▶ _THE RECORDS_
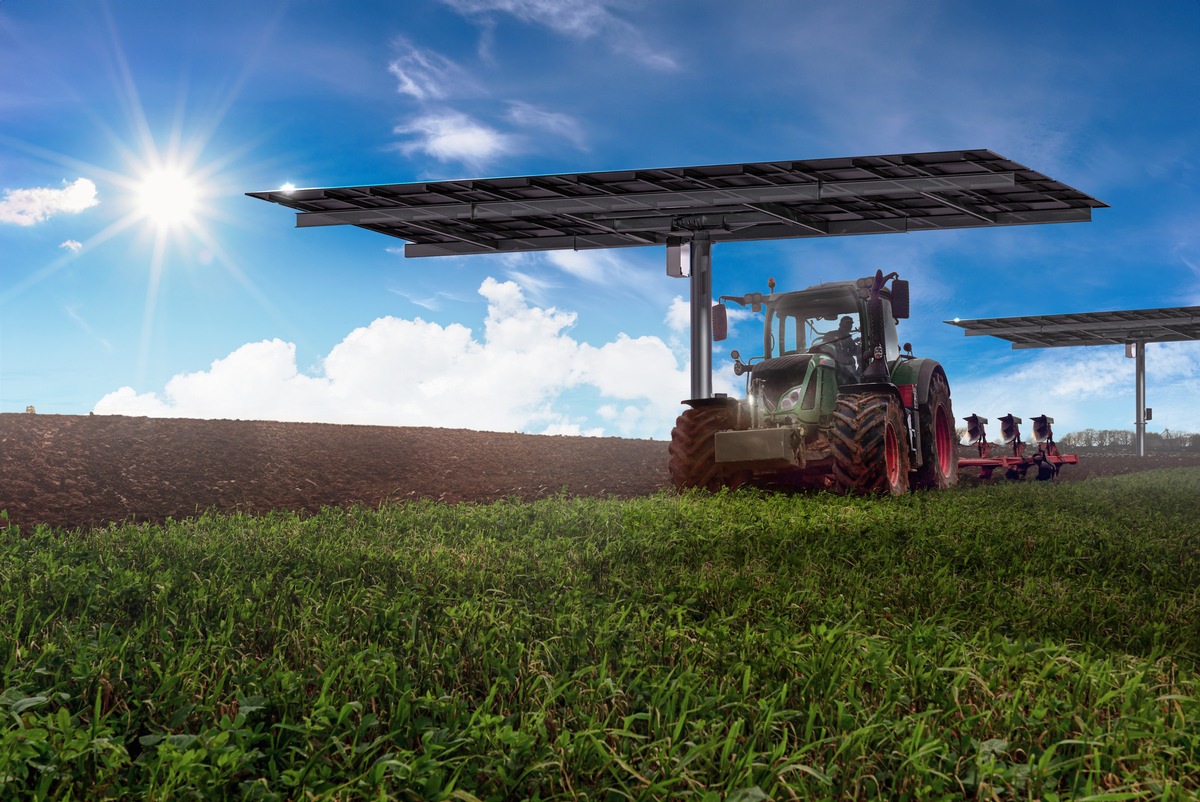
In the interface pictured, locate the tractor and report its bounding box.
[670,270,958,495]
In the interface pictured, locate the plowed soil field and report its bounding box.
[7,413,1200,528]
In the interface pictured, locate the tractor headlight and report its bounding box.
[779,387,804,412]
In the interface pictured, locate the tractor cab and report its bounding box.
[686,270,958,493]
[716,274,907,425]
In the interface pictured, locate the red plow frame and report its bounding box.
[959,414,1079,481]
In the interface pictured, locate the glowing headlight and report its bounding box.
[779,387,802,412]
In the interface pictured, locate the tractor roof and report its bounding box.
[764,281,860,315]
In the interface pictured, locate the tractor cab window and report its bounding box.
[768,312,806,357]
[764,307,862,358]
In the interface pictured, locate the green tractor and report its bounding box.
[670,270,958,495]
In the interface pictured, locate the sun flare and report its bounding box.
[138,169,197,228]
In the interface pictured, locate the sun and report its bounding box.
[137,168,199,228]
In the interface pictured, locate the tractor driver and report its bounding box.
[821,315,858,376]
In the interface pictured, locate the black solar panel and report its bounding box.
[248,150,1108,256]
[946,306,1200,348]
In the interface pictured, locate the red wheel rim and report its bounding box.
[934,407,954,477]
[883,425,900,490]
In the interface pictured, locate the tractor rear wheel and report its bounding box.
[829,393,908,496]
[667,406,749,492]
[912,371,959,490]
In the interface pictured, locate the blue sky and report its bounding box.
[0,0,1200,438]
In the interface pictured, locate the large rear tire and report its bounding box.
[912,370,959,490]
[829,393,908,496]
[667,406,749,492]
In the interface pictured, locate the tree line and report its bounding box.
[1058,429,1200,451]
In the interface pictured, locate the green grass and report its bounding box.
[0,468,1200,802]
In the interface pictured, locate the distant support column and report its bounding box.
[691,232,713,399]
[1133,340,1146,456]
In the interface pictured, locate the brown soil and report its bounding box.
[0,413,1200,528]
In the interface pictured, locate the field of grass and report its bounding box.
[0,468,1200,802]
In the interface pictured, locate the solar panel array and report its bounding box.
[946,306,1200,348]
[248,150,1106,257]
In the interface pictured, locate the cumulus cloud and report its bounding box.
[94,277,689,438]
[394,112,512,167]
[0,178,100,226]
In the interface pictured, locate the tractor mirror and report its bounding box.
[713,304,730,342]
[892,279,908,321]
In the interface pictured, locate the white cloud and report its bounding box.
[664,295,691,335]
[443,0,677,70]
[388,38,480,102]
[394,110,514,168]
[508,101,587,150]
[95,277,689,438]
[0,178,100,226]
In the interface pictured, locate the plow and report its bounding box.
[959,414,1079,481]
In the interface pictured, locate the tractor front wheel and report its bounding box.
[829,393,908,496]
[667,406,749,492]
[912,371,959,490]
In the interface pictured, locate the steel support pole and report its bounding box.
[690,232,713,399]
[1133,340,1146,456]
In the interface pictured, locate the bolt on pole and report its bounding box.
[1133,340,1146,456]
[691,232,713,399]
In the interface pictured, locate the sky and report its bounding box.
[0,0,1200,439]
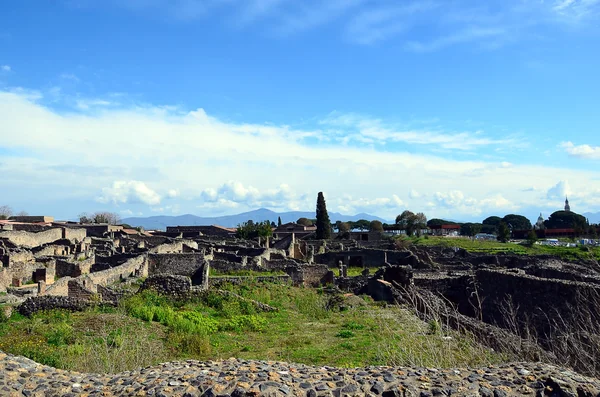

▶ _WORK TO COMPLETE_
Convert every line of the rows above into a JSON list of strings, with one string per line. Omit the pictures and any blank lines.

▶ _OUTPUT_
[
  "In the interface pictured, locate the tractor and report its bounding box.",
  "[670,270,958,495]",
  "In the interface pictured, locate the plowed soil field and report its bounding box.",
  "[7,413,1200,528]",
  "In the interface pictured, locate the tractor headlight and report its bounding box.",
  "[779,387,804,412]",
  "In the interface pictured, locate the tractor cab and report its bounding box.",
  "[686,270,958,493]",
  "[716,274,907,425]",
  "In the interface pictured, locate the red plow frame and report its bounding box.",
  "[959,414,1079,481]",
  "In the interface pictured, locate the glowing headlight and report its bounding box.",
  "[779,387,802,412]",
  "In the interface pictured, locate the tractor roof and report its bounding box.",
  "[764,281,860,315]",
  "In the interface pictured, locate the tractor cab window and report its bounding box.",
  "[768,312,806,357]",
  "[764,307,862,358]",
  "In the interface pictured, locate the green tractor and report its bounding box.",
  "[670,270,958,495]",
  "In the interface pictured, locate the sun flare and report its bounding box.",
  "[138,169,197,228]",
  "In the interface pictured, locate the sun and report its bounding box.",
  "[137,168,199,228]",
  "In the interface pictured, locate the tractor driver and report its bounding box.",
  "[821,315,858,376]",
  "In the interface pictured, locate the black solar panel and report its bounding box.",
  "[248,150,1108,256]",
  "[946,306,1200,348]",
  "In the interface pictured, locate the red wheel rim and report its bounding box.",
  "[934,407,954,477]",
  "[883,425,900,490]",
  "In the interface pictured, locate the tractor rear wheel and report its bounding box.",
  "[829,393,908,496]",
  "[667,406,749,492]",
  "[912,371,959,490]",
  "In the interface pictured, locate the blue sky and report its bounding box.",
  "[0,0,1200,438]",
  "In the interface pictured, locate the large rear tire and report its bounding box.",
  "[912,370,959,490]",
  "[829,393,908,496]",
  "[667,406,749,492]",
  "In the interface pictured, locate the tree line and report its bounding box.",
  "[1058,429,1200,451]",
  "In the interface pictured, locate the green grass and report its bounding box.",
  "[0,468,1200,802]",
  "In the interface pictured, locate the distant support column and report its bounding box.",
  "[691,232,713,399]",
  "[1133,340,1146,456]",
  "In the interface pictured, locate the brown soil and report its bounding box.",
  "[0,413,1200,528]",
  "In the interface pictured, locate the field of grass and report its bounding box.",
  "[0,468,1200,802]",
  "In the interface pictured, locate the solar panel array and report its bounding box.",
  "[946,306,1200,348]",
  "[248,150,1106,257]",
  "In the interface pictured, locate the cumulus cloud and report its bounding box.",
  "[94,277,689,438]",
  "[394,112,512,167]",
  "[0,178,100,226]",
  "In the interface pictured, locate the tractor mirror and report its bounding box.",
  "[713,304,730,342]",
  "[892,279,908,321]",
  "In the interface pictured, locate the white cloud and report its bounding box.",
  "[664,295,691,335]",
  "[443,0,677,70]",
  "[388,38,480,102]",
  "[394,110,514,168]",
  "[508,101,587,150]",
  "[95,277,689,438]",
  "[0,178,100,226]",
  "In the interface pictured, locate the plow and report its bounding box.",
  "[959,414,1079,481]",
  "In the interface pictured, locate the tractor front wheel and report its bounding box.",
  "[829,393,908,496]",
  "[667,406,749,492]",
  "[912,371,959,490]",
  "In the interface pictured, locate the steel support pole and report its bounding box.",
  "[690,232,713,399]",
  "[1133,340,1146,456]",
  "In the interface pictured, locate the bolt on pole and report its bounding box.",
  "[1133,340,1146,456]",
  "[691,232,713,399]",
  "In the interface pictured, locate the sky and report its bounding box.",
  "[0,0,1200,439]"
]